| Exercise goal |
Reproduce all of the data exactly as written.

| Material provided |
*** Begin section ***

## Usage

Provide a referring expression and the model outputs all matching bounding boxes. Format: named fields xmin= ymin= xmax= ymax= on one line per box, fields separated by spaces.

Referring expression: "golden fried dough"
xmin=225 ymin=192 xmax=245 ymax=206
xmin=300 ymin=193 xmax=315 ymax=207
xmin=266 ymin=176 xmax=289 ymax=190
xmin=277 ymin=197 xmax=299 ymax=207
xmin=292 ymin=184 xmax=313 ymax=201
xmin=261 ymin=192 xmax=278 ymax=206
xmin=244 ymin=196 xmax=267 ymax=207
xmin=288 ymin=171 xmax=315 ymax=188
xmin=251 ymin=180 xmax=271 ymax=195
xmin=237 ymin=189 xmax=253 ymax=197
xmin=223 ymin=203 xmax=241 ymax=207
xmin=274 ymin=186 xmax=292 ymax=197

*** End section ***

| Answer to this task |
## Usage

Provide a referring expression and the model outputs all matching bounding boxes. Format: named fields xmin= ymin= xmax= ymax= on one line per box, fields separated by spaces.

Referring expression: "golden fried dough"
xmin=225 ymin=192 xmax=245 ymax=206
xmin=300 ymin=193 xmax=315 ymax=207
xmin=266 ymin=176 xmax=289 ymax=190
xmin=277 ymin=197 xmax=299 ymax=207
xmin=292 ymin=184 xmax=313 ymax=201
xmin=261 ymin=192 xmax=278 ymax=206
xmin=244 ymin=196 xmax=267 ymax=207
xmin=288 ymin=171 xmax=315 ymax=188
xmin=251 ymin=180 xmax=271 ymax=195
xmin=237 ymin=189 xmax=253 ymax=197
xmin=223 ymin=203 xmax=241 ymax=207
xmin=274 ymin=186 xmax=292 ymax=197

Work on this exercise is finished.